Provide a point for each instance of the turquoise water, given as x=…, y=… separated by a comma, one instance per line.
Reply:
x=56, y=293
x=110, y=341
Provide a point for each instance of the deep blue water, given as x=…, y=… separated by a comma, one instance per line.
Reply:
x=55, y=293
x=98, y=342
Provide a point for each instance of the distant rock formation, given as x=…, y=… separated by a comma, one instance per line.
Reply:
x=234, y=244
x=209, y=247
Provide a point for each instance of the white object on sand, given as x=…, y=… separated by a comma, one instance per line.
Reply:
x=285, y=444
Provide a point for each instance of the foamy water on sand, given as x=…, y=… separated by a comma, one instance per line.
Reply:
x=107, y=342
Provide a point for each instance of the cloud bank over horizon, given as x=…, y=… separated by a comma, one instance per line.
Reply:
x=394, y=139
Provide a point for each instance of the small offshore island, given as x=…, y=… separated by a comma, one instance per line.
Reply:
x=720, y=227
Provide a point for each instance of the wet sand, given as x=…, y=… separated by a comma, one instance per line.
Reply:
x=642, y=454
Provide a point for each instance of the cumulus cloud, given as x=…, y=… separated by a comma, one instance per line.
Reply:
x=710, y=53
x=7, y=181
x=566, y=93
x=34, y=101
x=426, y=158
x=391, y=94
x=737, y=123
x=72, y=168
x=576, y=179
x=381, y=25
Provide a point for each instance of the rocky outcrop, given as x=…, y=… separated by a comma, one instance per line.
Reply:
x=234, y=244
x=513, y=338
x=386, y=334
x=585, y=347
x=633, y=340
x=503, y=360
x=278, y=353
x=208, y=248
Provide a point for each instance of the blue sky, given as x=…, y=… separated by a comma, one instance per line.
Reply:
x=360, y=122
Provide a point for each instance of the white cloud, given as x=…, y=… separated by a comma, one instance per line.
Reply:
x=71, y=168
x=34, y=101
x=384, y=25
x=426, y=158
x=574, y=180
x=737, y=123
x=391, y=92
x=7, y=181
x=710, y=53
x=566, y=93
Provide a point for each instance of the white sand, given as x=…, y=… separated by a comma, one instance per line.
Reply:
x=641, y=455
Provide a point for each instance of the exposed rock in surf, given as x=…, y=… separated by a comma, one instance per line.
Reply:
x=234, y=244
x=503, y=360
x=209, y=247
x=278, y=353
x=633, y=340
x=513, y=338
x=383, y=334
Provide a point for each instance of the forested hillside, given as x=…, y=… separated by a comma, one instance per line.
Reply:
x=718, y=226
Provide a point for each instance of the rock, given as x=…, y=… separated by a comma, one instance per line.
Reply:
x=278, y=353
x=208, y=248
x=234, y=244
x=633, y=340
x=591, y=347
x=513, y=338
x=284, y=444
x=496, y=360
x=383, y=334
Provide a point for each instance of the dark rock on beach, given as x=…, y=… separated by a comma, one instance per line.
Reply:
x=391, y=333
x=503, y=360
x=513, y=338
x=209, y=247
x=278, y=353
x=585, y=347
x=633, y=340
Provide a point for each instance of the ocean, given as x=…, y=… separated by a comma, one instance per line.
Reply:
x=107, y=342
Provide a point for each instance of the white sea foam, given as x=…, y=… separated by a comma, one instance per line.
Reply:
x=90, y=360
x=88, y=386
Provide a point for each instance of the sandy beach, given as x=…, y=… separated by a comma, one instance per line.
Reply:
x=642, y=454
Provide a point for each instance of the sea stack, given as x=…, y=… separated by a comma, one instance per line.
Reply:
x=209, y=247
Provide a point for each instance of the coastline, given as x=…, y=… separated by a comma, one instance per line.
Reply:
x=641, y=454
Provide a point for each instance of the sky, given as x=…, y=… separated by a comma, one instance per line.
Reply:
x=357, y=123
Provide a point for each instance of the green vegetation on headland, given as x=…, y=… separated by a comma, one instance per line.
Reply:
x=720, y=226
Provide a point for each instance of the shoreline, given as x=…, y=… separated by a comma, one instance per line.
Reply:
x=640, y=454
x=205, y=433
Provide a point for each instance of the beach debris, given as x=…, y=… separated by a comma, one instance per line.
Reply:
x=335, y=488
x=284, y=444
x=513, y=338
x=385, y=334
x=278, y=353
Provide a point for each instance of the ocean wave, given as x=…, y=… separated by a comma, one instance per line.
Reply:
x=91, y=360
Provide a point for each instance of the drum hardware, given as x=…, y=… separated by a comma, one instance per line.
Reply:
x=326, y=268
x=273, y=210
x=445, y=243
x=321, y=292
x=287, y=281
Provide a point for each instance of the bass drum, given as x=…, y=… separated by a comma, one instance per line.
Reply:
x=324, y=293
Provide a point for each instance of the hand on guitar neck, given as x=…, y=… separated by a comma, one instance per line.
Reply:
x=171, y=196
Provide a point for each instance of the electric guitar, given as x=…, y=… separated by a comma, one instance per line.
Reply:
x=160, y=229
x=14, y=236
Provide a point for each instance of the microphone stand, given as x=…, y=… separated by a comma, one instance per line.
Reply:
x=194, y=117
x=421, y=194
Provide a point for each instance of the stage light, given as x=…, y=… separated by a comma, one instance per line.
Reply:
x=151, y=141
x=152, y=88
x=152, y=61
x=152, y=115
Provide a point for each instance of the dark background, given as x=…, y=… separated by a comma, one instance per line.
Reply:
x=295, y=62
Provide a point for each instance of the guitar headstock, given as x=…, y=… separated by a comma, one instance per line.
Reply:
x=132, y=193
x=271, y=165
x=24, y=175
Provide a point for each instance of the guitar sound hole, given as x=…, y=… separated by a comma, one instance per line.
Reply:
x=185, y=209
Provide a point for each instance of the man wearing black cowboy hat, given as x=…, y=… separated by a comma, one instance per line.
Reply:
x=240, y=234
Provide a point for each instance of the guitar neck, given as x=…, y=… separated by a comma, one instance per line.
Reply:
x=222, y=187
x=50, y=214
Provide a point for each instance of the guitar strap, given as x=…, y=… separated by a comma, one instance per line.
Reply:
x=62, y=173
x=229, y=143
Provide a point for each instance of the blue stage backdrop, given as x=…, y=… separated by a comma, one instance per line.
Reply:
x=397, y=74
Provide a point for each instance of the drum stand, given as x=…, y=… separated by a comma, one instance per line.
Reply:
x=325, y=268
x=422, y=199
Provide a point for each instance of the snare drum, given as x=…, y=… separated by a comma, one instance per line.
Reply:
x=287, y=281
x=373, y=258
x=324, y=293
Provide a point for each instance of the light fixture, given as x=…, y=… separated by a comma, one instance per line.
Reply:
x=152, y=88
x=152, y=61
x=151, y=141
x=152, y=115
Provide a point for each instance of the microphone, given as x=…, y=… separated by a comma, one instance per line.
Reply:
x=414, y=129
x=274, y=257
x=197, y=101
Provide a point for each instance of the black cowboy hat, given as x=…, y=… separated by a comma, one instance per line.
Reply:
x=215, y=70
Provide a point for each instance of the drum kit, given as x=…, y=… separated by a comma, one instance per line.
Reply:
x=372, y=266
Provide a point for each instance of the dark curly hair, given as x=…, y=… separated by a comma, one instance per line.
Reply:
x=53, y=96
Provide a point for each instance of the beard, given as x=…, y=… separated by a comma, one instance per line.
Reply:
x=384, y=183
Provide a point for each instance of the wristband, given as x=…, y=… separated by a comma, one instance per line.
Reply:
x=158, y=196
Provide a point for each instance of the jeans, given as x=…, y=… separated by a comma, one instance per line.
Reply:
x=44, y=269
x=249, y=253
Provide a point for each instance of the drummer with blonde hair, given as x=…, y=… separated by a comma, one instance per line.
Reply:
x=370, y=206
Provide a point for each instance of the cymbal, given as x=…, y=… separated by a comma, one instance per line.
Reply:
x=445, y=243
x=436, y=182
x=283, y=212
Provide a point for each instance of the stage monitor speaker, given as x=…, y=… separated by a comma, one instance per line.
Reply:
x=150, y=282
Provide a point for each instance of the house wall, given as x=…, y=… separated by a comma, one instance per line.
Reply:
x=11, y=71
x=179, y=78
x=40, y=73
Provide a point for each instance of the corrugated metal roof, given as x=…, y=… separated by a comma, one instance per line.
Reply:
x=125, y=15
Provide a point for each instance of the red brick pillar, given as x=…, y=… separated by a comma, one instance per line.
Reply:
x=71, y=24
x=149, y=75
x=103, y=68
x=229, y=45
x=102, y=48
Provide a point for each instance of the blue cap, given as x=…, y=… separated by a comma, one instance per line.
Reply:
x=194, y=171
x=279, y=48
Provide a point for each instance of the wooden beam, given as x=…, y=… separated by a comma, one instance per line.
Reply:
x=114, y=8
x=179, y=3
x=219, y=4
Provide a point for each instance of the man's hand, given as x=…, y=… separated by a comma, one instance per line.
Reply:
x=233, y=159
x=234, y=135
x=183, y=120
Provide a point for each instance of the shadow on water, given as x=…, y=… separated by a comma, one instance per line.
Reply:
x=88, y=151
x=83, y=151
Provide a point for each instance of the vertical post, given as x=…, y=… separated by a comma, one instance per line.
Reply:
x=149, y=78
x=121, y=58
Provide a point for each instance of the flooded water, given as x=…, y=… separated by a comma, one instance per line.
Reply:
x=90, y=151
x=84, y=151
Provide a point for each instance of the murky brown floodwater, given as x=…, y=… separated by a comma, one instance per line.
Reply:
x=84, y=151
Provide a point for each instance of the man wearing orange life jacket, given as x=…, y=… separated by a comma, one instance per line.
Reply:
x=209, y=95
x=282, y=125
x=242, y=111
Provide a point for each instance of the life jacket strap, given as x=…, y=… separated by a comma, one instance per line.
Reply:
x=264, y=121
----
Present the stretch of the entries above from the line that contains "Provide a point for each instance of the beach" through the line that contains "x=421, y=194" as a Markdown table with two columns, Row and Text. Give each line its own numbered row and leave out any blank lines.

| Row | Text |
|---|---|
| 1 | Provide a point for each instance of the beach debris, given as x=…, y=… separated by a comma, one instance per line. |
| 2 | Reply: |
| 3 | x=335, y=488 |
| 4 | x=284, y=444 |
| 5 | x=513, y=338 |
| 6 | x=385, y=334 |
| 7 | x=278, y=353 |
| 8 | Provide a point for each instance of the ocean wave, given as x=…, y=… separated by a comma, one instance per line. |
| 9 | Reply: |
| 10 | x=91, y=360 |
| 11 | Provide a point for each instance of the drum hardware, given as x=…, y=… separated by a comma, one instance per line. |
| 12 | Reply: |
| 13 | x=326, y=268 |
| 14 | x=273, y=210 |
| 15 | x=445, y=243 |
| 16 | x=321, y=292 |
| 17 | x=287, y=281 |
| 18 | Provide a point for each instance of the bass drum, given as x=…, y=… separated by a comma, one instance per line. |
| 19 | Reply: |
| 20 | x=324, y=293 |
| 21 | Provide a point for each instance of the hand on guitar neck, given as x=…, y=… separated by a comma, one instance per line. |
| 22 | Reply: |
| 23 | x=171, y=196 |
| 24 | Provide a point for each instance of the electric guitar, given as x=…, y=… separated by a comma, one instance per line. |
| 25 | Reply: |
| 26 | x=160, y=229 |
| 27 | x=14, y=236 |
| 28 | Provide a point for each instance of the microphone stand, given as x=…, y=… separated by a comma, one instance per line. |
| 29 | Reply: |
| 30 | x=194, y=117 |
| 31 | x=421, y=194 |